- [DATA FOR PROCESSING]:

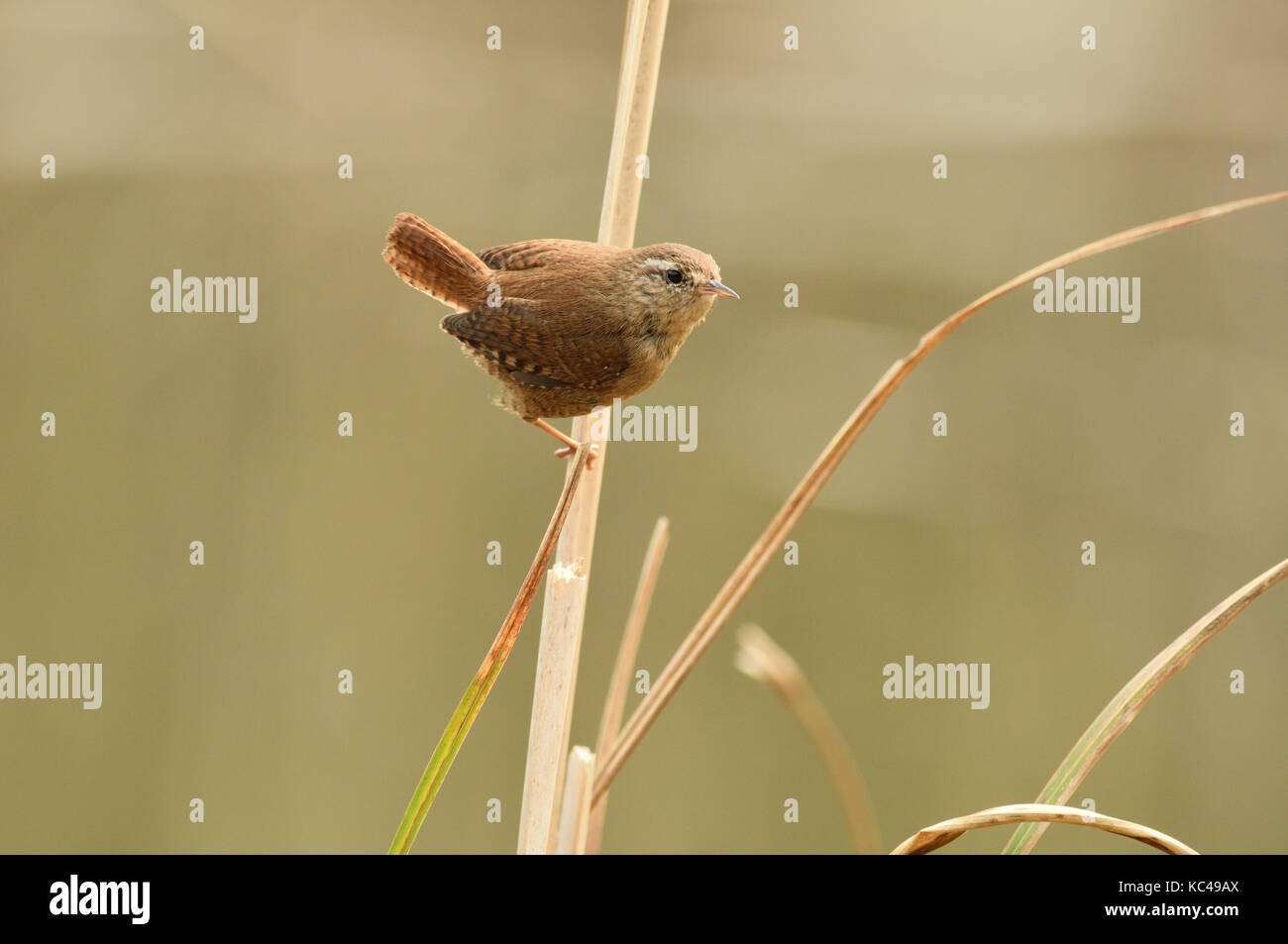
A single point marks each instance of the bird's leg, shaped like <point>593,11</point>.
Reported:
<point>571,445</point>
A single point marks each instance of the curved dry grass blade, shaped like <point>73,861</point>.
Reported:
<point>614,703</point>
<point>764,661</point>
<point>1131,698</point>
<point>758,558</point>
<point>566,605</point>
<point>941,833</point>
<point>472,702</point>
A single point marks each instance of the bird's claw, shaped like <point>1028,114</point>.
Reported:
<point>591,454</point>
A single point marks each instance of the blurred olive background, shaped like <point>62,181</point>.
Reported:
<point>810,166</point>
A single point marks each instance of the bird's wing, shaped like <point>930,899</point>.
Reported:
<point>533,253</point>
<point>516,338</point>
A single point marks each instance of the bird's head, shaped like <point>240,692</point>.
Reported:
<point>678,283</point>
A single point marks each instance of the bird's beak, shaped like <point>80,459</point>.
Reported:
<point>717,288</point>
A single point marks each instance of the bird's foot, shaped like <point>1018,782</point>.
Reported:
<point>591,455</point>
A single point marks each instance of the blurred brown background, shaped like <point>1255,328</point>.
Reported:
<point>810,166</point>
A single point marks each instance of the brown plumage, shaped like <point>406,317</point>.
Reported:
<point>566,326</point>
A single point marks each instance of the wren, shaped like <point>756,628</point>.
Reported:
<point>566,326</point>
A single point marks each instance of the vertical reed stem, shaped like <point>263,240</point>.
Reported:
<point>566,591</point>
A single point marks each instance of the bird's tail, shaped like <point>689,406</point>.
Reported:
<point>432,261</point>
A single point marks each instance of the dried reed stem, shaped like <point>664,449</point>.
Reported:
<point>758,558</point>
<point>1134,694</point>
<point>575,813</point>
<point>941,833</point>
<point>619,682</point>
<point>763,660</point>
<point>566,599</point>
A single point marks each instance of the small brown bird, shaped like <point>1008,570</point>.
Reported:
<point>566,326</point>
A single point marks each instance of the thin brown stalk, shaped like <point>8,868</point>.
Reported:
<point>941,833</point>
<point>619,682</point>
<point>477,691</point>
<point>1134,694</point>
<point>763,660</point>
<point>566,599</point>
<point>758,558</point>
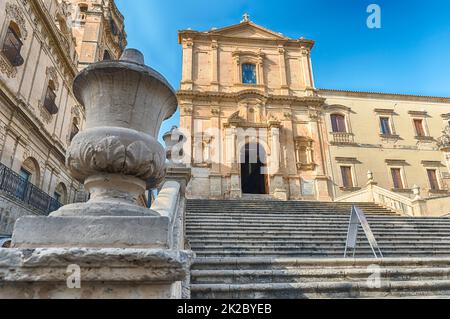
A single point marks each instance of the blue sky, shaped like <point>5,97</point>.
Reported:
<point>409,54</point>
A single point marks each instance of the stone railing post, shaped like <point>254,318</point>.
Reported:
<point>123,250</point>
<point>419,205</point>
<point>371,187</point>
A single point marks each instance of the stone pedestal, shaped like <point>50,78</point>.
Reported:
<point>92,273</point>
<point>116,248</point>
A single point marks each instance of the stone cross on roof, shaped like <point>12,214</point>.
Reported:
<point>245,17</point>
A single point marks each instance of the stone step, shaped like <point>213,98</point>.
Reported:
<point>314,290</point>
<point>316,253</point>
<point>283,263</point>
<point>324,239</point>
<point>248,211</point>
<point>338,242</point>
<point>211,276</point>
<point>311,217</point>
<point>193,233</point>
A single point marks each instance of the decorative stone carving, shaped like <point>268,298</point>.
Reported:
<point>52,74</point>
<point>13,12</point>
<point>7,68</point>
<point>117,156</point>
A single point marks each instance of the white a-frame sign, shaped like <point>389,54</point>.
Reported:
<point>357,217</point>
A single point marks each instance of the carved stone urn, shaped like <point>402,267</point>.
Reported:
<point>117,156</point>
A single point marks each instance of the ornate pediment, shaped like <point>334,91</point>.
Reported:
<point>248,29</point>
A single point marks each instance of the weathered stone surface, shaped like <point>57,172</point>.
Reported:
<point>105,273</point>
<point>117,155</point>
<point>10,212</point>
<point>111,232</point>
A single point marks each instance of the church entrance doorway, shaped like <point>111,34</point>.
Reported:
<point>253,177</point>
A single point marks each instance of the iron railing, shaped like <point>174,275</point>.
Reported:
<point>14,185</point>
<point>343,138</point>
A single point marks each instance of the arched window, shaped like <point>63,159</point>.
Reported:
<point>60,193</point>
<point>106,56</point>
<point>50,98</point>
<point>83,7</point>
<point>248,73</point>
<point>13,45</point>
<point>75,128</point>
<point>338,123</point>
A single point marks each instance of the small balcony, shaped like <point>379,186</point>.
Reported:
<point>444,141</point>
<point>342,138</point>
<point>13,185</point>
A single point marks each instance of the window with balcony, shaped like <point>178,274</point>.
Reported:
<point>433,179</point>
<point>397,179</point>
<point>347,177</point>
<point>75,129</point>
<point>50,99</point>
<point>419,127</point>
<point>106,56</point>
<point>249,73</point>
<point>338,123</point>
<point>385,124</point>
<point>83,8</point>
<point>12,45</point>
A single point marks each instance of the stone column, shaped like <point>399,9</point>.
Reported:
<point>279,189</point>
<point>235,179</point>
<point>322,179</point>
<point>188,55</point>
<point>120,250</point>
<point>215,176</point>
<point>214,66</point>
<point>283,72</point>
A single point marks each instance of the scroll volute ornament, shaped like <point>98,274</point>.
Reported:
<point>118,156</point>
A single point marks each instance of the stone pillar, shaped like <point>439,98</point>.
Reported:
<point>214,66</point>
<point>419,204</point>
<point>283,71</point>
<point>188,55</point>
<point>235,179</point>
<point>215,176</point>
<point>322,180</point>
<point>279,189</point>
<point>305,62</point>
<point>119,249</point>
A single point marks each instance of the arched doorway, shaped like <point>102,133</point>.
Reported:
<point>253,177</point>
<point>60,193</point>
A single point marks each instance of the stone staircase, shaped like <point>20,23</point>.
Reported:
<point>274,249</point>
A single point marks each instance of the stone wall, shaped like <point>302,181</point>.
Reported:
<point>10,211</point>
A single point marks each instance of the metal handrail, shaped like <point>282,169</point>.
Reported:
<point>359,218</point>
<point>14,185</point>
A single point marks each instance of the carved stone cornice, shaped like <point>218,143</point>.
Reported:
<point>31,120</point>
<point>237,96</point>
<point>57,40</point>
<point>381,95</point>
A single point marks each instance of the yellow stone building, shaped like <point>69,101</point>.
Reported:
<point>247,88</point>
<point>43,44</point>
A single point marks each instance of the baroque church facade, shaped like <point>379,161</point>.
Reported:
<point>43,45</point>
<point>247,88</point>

---

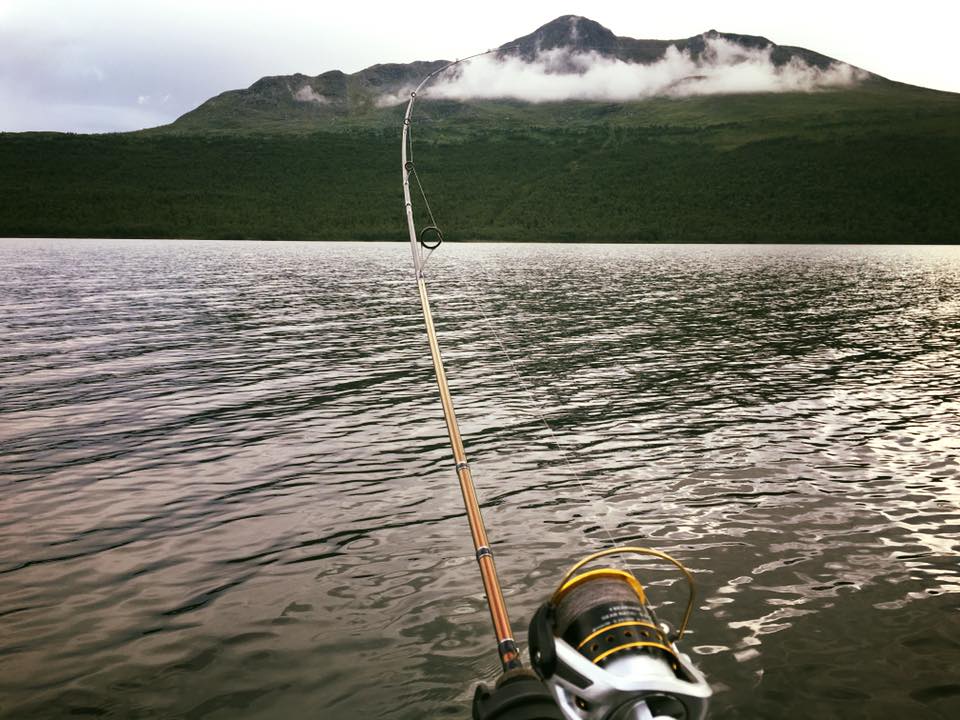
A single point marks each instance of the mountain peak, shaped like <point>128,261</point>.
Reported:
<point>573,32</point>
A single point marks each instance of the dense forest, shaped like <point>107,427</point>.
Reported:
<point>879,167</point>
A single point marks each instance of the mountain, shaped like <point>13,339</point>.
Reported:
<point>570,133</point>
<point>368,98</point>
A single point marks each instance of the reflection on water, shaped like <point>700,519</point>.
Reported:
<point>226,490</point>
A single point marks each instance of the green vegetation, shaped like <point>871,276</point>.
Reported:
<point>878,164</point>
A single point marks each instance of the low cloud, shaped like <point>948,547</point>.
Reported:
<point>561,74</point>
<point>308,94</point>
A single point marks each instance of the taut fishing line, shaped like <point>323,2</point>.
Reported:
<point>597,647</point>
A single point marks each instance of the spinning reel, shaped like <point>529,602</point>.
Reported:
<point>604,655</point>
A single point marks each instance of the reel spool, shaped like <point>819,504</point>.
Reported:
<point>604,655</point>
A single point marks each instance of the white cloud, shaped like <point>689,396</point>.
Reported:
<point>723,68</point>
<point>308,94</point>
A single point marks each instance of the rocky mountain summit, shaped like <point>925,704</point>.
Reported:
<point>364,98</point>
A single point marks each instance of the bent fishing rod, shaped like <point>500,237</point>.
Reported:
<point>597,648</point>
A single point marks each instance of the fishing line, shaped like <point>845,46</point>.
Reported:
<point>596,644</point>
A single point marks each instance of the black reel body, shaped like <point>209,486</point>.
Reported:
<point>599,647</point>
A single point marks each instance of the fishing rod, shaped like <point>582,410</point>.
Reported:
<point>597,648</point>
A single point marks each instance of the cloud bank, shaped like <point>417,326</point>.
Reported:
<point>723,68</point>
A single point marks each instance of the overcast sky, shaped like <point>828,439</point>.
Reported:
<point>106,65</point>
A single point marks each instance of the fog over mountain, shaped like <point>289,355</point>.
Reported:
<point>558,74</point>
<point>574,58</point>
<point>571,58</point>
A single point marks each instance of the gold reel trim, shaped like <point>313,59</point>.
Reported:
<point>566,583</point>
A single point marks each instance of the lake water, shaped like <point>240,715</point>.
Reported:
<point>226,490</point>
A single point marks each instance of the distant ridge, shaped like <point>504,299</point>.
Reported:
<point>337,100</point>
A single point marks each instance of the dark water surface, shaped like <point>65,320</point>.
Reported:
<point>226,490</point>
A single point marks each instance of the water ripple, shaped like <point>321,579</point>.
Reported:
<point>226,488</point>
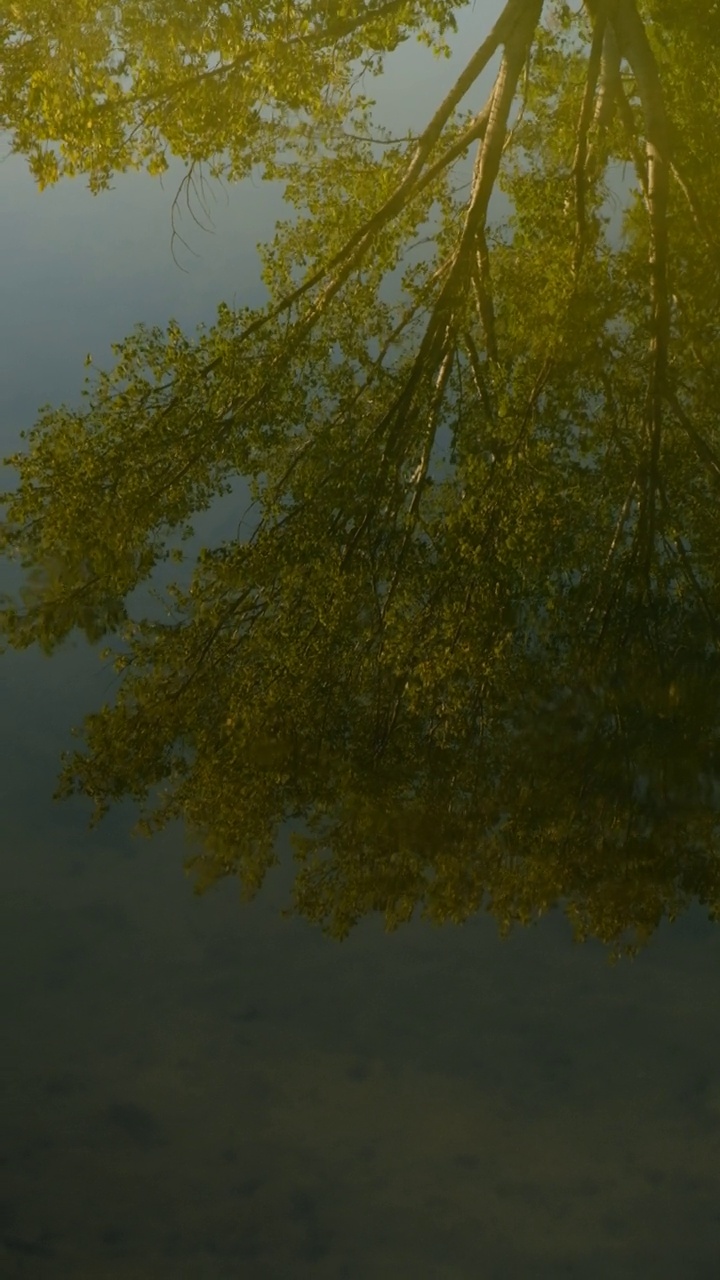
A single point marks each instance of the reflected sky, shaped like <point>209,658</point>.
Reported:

- [WORK REQUEST]: When the line with "A single point marks each instance of the bird's leg, shaped" is reached in the data above, begin copying, and stop after the line with "A single point marks each instance of the curved"; copy each line exactly, both ends included.

- [ANSWER FOR THE TASK]:
A single point marks each instance of the bird's leg, shaped like <point>593,11</point>.
Reported:
<point>571,445</point>
A single point marks each instance of the curved dry grass blade, shaped like <point>73,861</point>.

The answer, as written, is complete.